» TEXT EXCERPT
ONE SPIRIT, TWO MEN … FOR NOW

 

The prophet Elijah was sent by God to the people of Israel at a time when they had fallen very seriously into the sin of idolatry. The temptation of idolatry has always been around and will probably always be around. At its core, idolatry is the rejection of the true God for man-made alternatives. In the past it may have been sticks and stones, the sun and moon, or creatures from the animal world. But whatever shape the idolatry took, it boiled down to human pride dethroning the true God and replacing Him with man’s own ideas. Idolatry is about the self, reducing everything and everyone to my own views, tastes, preferences, fears, outlook.

 

The spirit given to Elijah was to inspire him to “draw people’s hearts back” to the One God, the true and living God. It was to draw them away from false gods and from the self-destruction they inevitably, and eventually, bring. It was a mission of salvation, of liberation, of redemption, of buying back the heart of man to find life in the living God. Elijah was a formidable man. Strong in stature, uncompromising and penetrating in his words. He slaughtered all the false prophets of the idols after a remarkable display of his God-given power to call down fire from heaven. No false prophet was to be left alive lest the people started listening to him again and so fall away from the living God.

» DATASET EXCERPTS
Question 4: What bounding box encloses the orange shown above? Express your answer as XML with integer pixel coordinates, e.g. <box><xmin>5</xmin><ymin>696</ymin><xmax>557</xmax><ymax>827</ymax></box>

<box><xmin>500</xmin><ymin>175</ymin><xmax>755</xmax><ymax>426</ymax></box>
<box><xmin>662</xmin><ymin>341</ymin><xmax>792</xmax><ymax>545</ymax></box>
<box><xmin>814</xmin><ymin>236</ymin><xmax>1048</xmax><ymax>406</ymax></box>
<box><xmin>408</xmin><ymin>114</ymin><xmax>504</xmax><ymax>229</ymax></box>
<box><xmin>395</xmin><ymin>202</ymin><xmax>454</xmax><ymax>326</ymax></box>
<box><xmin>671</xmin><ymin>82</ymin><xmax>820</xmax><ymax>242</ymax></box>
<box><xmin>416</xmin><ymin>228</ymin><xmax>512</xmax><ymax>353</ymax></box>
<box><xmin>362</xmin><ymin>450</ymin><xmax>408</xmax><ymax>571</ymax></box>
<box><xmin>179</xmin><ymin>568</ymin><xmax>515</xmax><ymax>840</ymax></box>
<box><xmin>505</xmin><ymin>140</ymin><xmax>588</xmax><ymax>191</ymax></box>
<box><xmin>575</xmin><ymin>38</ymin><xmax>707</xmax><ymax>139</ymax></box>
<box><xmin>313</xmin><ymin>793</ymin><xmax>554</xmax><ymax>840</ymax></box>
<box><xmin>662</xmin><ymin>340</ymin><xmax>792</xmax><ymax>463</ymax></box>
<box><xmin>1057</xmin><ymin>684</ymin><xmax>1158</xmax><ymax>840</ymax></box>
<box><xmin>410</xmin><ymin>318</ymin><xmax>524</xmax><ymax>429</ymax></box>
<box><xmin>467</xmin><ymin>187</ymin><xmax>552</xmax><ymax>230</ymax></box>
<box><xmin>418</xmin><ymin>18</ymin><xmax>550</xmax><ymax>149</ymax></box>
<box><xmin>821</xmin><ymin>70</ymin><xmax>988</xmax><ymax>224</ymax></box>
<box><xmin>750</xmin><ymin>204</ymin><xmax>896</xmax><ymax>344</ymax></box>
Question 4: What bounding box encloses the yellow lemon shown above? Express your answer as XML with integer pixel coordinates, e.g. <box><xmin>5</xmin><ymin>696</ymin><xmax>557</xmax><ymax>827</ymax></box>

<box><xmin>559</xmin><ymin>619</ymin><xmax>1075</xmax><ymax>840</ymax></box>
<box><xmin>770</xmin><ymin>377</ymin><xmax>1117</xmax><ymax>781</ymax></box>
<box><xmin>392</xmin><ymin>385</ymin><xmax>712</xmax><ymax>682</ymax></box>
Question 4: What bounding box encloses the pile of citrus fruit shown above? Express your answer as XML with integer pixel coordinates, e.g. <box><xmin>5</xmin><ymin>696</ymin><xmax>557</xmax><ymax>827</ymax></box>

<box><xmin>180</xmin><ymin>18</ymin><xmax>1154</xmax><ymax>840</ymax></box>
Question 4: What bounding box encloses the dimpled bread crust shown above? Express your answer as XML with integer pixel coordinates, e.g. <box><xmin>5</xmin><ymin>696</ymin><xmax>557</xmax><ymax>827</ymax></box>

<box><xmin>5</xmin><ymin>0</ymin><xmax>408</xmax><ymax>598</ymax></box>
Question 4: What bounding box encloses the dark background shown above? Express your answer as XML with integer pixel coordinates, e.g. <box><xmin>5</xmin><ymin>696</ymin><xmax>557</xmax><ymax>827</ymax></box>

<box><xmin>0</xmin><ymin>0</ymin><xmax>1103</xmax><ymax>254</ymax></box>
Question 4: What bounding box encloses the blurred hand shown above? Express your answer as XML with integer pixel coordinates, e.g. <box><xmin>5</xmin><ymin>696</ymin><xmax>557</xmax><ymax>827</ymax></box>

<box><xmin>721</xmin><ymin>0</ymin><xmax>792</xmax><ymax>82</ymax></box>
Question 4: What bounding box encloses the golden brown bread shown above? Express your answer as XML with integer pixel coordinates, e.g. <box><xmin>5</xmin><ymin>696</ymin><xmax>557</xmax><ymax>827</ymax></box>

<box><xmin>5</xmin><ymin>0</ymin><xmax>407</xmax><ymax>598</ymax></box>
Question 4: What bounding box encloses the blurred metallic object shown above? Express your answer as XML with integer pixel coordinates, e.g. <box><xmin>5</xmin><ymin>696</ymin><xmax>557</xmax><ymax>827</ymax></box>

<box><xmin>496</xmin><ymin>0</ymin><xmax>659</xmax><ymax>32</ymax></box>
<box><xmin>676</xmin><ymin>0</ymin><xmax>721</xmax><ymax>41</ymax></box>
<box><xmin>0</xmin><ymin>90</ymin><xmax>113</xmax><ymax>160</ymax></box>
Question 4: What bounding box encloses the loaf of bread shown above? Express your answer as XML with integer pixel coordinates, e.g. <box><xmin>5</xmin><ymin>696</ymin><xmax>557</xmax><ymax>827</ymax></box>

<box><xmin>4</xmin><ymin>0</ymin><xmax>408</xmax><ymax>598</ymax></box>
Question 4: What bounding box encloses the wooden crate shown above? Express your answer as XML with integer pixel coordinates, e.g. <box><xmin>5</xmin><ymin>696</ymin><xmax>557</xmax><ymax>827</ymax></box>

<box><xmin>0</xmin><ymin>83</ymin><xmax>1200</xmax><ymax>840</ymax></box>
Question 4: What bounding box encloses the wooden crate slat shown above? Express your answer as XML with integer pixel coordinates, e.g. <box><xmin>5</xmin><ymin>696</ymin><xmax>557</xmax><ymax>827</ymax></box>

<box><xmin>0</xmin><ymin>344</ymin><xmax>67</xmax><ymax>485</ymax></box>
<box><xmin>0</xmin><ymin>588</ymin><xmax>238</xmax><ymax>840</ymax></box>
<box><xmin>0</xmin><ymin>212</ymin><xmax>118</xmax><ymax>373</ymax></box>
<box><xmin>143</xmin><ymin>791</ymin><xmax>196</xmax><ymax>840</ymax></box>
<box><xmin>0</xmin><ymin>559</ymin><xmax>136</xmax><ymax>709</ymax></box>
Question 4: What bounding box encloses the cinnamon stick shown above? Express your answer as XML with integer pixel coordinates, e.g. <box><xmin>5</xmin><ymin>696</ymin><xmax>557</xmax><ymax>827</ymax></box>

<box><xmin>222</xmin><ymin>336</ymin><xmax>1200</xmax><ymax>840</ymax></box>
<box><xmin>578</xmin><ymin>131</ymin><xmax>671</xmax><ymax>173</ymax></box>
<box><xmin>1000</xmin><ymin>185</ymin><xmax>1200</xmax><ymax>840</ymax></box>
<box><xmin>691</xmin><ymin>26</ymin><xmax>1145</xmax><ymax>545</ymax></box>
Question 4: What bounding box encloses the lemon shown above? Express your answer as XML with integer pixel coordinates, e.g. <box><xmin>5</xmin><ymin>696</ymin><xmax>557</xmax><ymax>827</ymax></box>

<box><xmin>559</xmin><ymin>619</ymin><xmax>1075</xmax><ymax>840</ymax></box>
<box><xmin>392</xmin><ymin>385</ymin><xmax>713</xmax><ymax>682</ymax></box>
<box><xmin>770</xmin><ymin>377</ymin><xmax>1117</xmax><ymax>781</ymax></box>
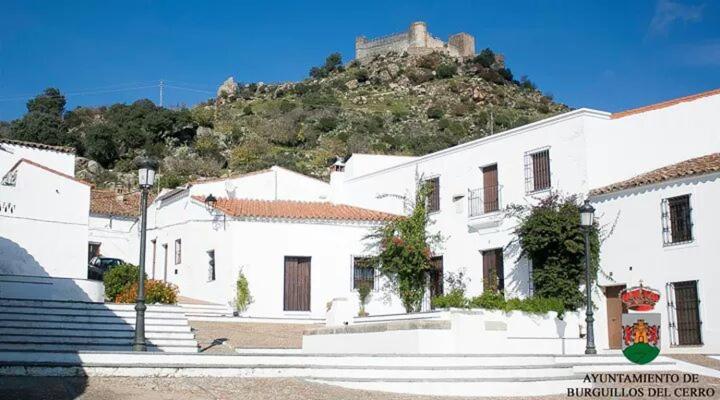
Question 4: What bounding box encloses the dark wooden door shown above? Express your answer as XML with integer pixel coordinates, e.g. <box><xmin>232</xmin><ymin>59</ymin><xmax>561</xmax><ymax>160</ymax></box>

<box><xmin>483</xmin><ymin>164</ymin><xmax>500</xmax><ymax>213</ymax></box>
<box><xmin>673</xmin><ymin>281</ymin><xmax>702</xmax><ymax>345</ymax></box>
<box><xmin>483</xmin><ymin>249</ymin><xmax>505</xmax><ymax>291</ymax></box>
<box><xmin>283</xmin><ymin>257</ymin><xmax>310</xmax><ymax>311</ymax></box>
<box><xmin>605</xmin><ymin>285</ymin><xmax>627</xmax><ymax>349</ymax></box>
<box><xmin>430</xmin><ymin>256</ymin><xmax>443</xmax><ymax>298</ymax></box>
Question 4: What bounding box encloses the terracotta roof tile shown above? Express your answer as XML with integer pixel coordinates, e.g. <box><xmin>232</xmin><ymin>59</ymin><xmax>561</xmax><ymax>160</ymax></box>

<box><xmin>611</xmin><ymin>89</ymin><xmax>720</xmax><ymax>119</ymax></box>
<box><xmin>193</xmin><ymin>196</ymin><xmax>399</xmax><ymax>221</ymax></box>
<box><xmin>590</xmin><ymin>153</ymin><xmax>720</xmax><ymax>196</ymax></box>
<box><xmin>0</xmin><ymin>138</ymin><xmax>75</xmax><ymax>154</ymax></box>
<box><xmin>90</xmin><ymin>189</ymin><xmax>153</xmax><ymax>217</ymax></box>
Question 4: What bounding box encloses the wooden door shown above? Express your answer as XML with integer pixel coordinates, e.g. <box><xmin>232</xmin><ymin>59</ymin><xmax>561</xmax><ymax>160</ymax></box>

<box><xmin>482</xmin><ymin>249</ymin><xmax>505</xmax><ymax>292</ymax></box>
<box><xmin>483</xmin><ymin>164</ymin><xmax>500</xmax><ymax>213</ymax></box>
<box><xmin>605</xmin><ymin>285</ymin><xmax>627</xmax><ymax>349</ymax></box>
<box><xmin>673</xmin><ymin>281</ymin><xmax>702</xmax><ymax>346</ymax></box>
<box><xmin>283</xmin><ymin>257</ymin><xmax>310</xmax><ymax>311</ymax></box>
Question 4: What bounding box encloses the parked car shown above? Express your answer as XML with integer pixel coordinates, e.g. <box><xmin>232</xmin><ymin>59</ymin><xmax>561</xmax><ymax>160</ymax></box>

<box><xmin>88</xmin><ymin>257</ymin><xmax>125</xmax><ymax>281</ymax></box>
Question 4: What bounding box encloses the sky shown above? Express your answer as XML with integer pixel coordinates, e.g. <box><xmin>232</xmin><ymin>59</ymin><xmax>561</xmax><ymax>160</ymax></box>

<box><xmin>0</xmin><ymin>0</ymin><xmax>720</xmax><ymax>120</ymax></box>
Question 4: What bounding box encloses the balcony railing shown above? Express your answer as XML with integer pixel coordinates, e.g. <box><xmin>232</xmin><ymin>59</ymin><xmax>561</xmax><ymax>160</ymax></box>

<box><xmin>468</xmin><ymin>185</ymin><xmax>502</xmax><ymax>217</ymax></box>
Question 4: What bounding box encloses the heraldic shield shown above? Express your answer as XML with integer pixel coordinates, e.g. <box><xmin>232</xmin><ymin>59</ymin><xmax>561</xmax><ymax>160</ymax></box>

<box><xmin>622</xmin><ymin>313</ymin><xmax>660</xmax><ymax>364</ymax></box>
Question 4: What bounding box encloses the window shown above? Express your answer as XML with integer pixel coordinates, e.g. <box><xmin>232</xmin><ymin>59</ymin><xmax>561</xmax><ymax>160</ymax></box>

<box><xmin>661</xmin><ymin>194</ymin><xmax>693</xmax><ymax>246</ymax></box>
<box><xmin>353</xmin><ymin>257</ymin><xmax>376</xmax><ymax>290</ymax></box>
<box><xmin>175</xmin><ymin>239</ymin><xmax>182</xmax><ymax>265</ymax></box>
<box><xmin>525</xmin><ymin>149</ymin><xmax>550</xmax><ymax>193</ymax></box>
<box><xmin>425</xmin><ymin>177</ymin><xmax>440</xmax><ymax>212</ymax></box>
<box><xmin>482</xmin><ymin>249</ymin><xmax>505</xmax><ymax>292</ymax></box>
<box><xmin>208</xmin><ymin>250</ymin><xmax>215</xmax><ymax>282</ymax></box>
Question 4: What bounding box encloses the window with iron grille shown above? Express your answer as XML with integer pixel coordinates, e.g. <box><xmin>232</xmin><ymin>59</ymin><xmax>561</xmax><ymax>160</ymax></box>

<box><xmin>525</xmin><ymin>149</ymin><xmax>551</xmax><ymax>193</ymax></box>
<box><xmin>353</xmin><ymin>257</ymin><xmax>376</xmax><ymax>290</ymax></box>
<box><xmin>175</xmin><ymin>239</ymin><xmax>182</xmax><ymax>265</ymax></box>
<box><xmin>425</xmin><ymin>177</ymin><xmax>440</xmax><ymax>212</ymax></box>
<box><xmin>661</xmin><ymin>194</ymin><xmax>693</xmax><ymax>246</ymax></box>
<box><xmin>208</xmin><ymin>250</ymin><xmax>215</xmax><ymax>281</ymax></box>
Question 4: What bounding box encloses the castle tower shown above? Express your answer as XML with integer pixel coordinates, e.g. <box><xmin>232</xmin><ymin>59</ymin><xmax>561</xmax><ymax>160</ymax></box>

<box><xmin>408</xmin><ymin>21</ymin><xmax>428</xmax><ymax>47</ymax></box>
<box><xmin>448</xmin><ymin>32</ymin><xmax>475</xmax><ymax>58</ymax></box>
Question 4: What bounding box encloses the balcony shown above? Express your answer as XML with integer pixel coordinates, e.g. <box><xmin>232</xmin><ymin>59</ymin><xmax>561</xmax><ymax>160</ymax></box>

<box><xmin>467</xmin><ymin>185</ymin><xmax>502</xmax><ymax>230</ymax></box>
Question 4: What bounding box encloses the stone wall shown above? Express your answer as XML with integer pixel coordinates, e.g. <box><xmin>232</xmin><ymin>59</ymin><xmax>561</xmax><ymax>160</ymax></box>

<box><xmin>355</xmin><ymin>22</ymin><xmax>475</xmax><ymax>61</ymax></box>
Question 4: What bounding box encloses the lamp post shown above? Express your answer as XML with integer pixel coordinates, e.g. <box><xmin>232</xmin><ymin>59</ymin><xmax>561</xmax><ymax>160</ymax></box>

<box><xmin>133</xmin><ymin>158</ymin><xmax>158</xmax><ymax>351</ymax></box>
<box><xmin>580</xmin><ymin>200</ymin><xmax>597</xmax><ymax>354</ymax></box>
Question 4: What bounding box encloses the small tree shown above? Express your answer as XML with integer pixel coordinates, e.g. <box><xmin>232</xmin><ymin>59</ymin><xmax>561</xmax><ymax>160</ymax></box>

<box><xmin>511</xmin><ymin>193</ymin><xmax>600</xmax><ymax>310</ymax></box>
<box><xmin>369</xmin><ymin>180</ymin><xmax>442</xmax><ymax>312</ymax></box>
<box><xmin>358</xmin><ymin>281</ymin><xmax>372</xmax><ymax>317</ymax></box>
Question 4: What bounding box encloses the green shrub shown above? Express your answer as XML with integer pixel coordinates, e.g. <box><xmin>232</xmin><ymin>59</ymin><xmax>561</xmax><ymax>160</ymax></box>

<box><xmin>426</xmin><ymin>105</ymin><xmax>445</xmax><ymax>119</ymax></box>
<box><xmin>103</xmin><ymin>264</ymin><xmax>147</xmax><ymax>300</ymax></box>
<box><xmin>235</xmin><ymin>269</ymin><xmax>253</xmax><ymax>312</ymax></box>
<box><xmin>114</xmin><ymin>279</ymin><xmax>178</xmax><ymax>304</ymax></box>
<box><xmin>435</xmin><ymin>64</ymin><xmax>457</xmax><ymax>79</ymax></box>
<box><xmin>432</xmin><ymin>289</ymin><xmax>469</xmax><ymax>308</ymax></box>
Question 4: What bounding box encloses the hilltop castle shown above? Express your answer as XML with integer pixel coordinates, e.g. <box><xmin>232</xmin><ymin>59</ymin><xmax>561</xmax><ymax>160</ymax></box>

<box><xmin>355</xmin><ymin>21</ymin><xmax>475</xmax><ymax>60</ymax></box>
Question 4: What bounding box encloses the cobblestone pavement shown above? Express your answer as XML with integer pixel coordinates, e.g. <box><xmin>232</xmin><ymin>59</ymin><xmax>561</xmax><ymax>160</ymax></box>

<box><xmin>0</xmin><ymin>377</ymin><xmax>720</xmax><ymax>400</ymax></box>
<box><xmin>190</xmin><ymin>321</ymin><xmax>319</xmax><ymax>353</ymax></box>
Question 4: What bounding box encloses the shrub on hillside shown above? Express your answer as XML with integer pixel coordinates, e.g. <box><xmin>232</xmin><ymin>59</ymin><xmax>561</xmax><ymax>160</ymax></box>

<box><xmin>435</xmin><ymin>64</ymin><xmax>457</xmax><ymax>79</ymax></box>
<box><xmin>115</xmin><ymin>279</ymin><xmax>178</xmax><ymax>304</ymax></box>
<box><xmin>103</xmin><ymin>264</ymin><xmax>140</xmax><ymax>300</ymax></box>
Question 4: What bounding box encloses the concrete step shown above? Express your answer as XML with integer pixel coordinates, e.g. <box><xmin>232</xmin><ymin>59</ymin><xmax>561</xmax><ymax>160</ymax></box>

<box><xmin>0</xmin><ymin>335</ymin><xmax>197</xmax><ymax>346</ymax></box>
<box><xmin>0</xmin><ymin>306</ymin><xmax>185</xmax><ymax>319</ymax></box>
<box><xmin>0</xmin><ymin>327</ymin><xmax>195</xmax><ymax>339</ymax></box>
<box><xmin>0</xmin><ymin>319</ymin><xmax>191</xmax><ymax>332</ymax></box>
<box><xmin>0</xmin><ymin>310</ymin><xmax>187</xmax><ymax>325</ymax></box>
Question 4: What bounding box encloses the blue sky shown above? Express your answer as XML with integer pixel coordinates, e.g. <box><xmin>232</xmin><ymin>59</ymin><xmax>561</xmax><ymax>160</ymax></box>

<box><xmin>0</xmin><ymin>0</ymin><xmax>720</xmax><ymax>120</ymax></box>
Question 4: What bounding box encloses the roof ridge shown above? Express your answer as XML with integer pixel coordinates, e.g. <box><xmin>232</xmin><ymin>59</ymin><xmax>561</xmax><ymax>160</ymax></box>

<box><xmin>610</xmin><ymin>88</ymin><xmax>720</xmax><ymax>119</ymax></box>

» ASSIGNED TASK 1
In the text on Elijah, rewrite the paragraph that begins "The prophet Elijah was sent by God" as a short bulleted list that keeps its main points.
» ASSIGNED TASK 2
Continue the text on Elijah from its final sentence.

» RESPONSE BOX 1
- God sent Elijah to Israel when the people had fallen deeply into idolatry.
- Idolatry has always been a temptation and probably always will be.
- At its core, it rejects the true God in favor of man-made alternatives, such as sticks and stones, the sun and moon, or animals.
- Whatever its form, it comes down to human pride putting man's own ideas in God's place.
- It centers on the self, reducing everything and everyone to one's own views, tastes, preferences, fears and outlook.

» RESPONSE BOX 2
 

But Elijah was really only a forerunner of the Baptist. The spirit of Elijah was in the Baptist in a far more radical and fuller way since he was to point out the presence of the living God in the person of Jesus. The Baptist’s forthright preaching, his austere lifestyle, his call to a baptism of repentance, away from the idolatry of sin, to prepare the way of the Lord: all of these were aimed at preparing people for what the Baptist believed was the end of time, the glorious appearance of the Messiah who would baptize with fire and the Holy Spirit.

 

Will there be a third Elijah, or a second Baptist? Every era would seem to need one, since idolatry is like an endemic cancer in the heart of man. The sophisticated forms of idolatry around today, outside and within the Church, beg for another Elijah. Woe to us if we engage in accomodationism, that is, in the suicidal attempt to mould the true faith in the living God to the man-made dogmas of our time. May the Lord raise up in our time men and women with the spirit of Elijah and of the Baptist, with their clarity, strength and intrepid denunciation of all idolatry, to turn hearts back to the true and living God and prepare us for his coming at the end of our lives and at the end of time.